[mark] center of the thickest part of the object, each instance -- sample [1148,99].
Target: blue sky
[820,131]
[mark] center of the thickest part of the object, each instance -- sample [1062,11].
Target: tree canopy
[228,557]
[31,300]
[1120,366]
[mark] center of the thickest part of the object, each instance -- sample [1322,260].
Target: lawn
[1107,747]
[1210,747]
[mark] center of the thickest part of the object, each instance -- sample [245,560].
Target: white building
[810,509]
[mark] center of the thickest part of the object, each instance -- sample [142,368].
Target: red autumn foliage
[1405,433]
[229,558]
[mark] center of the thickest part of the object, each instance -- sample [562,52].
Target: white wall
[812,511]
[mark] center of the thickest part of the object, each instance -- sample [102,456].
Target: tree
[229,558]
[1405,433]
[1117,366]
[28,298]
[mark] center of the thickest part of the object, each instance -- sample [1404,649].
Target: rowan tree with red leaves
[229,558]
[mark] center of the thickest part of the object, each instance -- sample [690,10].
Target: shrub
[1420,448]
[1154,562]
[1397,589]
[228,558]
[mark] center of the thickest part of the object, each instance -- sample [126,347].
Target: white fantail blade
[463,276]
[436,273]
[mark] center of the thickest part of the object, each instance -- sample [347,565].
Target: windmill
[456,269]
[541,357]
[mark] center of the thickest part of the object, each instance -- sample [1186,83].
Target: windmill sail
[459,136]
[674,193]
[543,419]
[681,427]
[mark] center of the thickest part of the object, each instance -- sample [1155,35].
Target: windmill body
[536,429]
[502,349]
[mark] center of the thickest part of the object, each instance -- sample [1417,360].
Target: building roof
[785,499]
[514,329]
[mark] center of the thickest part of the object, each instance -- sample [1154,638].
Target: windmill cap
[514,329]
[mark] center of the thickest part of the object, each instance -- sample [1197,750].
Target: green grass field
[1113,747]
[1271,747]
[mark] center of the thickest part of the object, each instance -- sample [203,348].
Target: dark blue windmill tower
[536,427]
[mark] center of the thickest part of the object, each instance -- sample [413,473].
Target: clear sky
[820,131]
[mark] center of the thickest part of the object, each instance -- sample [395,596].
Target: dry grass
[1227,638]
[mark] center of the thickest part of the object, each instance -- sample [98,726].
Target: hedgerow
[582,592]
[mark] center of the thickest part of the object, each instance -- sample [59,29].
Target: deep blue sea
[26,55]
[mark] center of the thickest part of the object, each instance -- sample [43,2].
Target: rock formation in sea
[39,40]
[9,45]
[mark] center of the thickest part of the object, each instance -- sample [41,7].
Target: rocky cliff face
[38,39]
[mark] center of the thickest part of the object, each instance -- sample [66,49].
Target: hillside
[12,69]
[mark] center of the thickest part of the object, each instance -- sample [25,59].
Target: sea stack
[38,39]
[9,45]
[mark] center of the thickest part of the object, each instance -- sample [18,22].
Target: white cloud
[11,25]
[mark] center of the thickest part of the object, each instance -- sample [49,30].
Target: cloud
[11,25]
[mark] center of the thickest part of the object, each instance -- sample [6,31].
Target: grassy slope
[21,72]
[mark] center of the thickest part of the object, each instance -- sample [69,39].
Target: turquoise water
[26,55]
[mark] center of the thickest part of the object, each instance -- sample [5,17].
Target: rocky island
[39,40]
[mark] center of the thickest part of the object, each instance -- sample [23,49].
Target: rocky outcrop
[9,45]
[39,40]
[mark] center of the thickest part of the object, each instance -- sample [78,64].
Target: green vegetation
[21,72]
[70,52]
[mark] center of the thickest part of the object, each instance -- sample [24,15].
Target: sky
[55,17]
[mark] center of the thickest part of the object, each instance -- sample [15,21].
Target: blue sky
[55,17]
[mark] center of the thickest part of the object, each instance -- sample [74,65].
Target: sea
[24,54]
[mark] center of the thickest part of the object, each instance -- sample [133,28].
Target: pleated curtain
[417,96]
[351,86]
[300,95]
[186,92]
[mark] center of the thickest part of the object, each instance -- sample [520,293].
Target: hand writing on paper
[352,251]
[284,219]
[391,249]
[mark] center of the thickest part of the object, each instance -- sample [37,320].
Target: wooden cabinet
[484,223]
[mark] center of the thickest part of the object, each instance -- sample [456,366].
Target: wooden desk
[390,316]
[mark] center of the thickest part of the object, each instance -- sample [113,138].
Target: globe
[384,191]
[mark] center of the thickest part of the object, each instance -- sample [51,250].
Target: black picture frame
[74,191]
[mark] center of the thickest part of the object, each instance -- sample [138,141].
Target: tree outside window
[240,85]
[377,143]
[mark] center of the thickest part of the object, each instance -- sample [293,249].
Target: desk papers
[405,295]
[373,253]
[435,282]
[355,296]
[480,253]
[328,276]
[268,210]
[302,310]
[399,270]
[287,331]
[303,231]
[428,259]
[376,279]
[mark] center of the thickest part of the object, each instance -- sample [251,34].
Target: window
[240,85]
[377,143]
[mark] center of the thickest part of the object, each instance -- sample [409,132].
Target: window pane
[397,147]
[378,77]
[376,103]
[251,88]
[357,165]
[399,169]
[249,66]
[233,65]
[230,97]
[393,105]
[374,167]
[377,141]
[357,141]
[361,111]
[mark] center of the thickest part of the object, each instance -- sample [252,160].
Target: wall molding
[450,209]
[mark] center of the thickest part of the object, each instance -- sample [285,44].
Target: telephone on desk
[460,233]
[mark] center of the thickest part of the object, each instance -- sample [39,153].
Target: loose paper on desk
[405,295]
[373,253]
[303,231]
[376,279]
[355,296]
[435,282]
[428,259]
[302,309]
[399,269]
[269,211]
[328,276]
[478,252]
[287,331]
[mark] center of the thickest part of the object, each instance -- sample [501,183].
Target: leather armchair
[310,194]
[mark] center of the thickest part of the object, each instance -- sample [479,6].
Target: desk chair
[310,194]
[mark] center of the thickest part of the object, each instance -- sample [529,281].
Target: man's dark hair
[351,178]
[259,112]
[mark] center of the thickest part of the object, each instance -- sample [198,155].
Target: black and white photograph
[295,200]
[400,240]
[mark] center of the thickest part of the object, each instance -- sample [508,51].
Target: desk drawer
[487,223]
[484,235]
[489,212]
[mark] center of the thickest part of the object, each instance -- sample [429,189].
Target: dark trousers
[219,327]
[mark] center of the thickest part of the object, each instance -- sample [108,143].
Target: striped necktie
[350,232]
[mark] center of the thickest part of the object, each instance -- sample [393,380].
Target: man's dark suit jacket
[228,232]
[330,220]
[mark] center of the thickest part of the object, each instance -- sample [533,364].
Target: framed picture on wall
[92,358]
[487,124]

------------------------------------------------

• **THE TASK**
Rewrite the stretch from the line containing "-- sample [198,155]." through the end of the lines, replacing "dark" with "navy" and keeping everything else unchanged.

• **EXERCISE ANSWER**
[mark] center of the thickest part of the object, each instance -- sample [198,155].
Target: black and white photograph
[295,200]
[400,240]
[mark] center of the thickest part of the object, each instance -- sample [508,51].
Target: desk drawer
[487,223]
[484,235]
[489,212]
[mark] center of the thickest part of the object, each instance -- sample [429,189].
Target: navy trousers
[219,327]
[mark] center of the thickest part of the object, each instance -- sample [108,143].
Target: striped necktie
[350,232]
[mark] center of the thickest part of the object, each instance -- sample [393,380].
Target: man's navy suit jacket
[228,232]
[330,220]
[mark] center of the thickest part of the object, each instance -- sample [533,364].
Target: framed picture on wall
[92,358]
[487,124]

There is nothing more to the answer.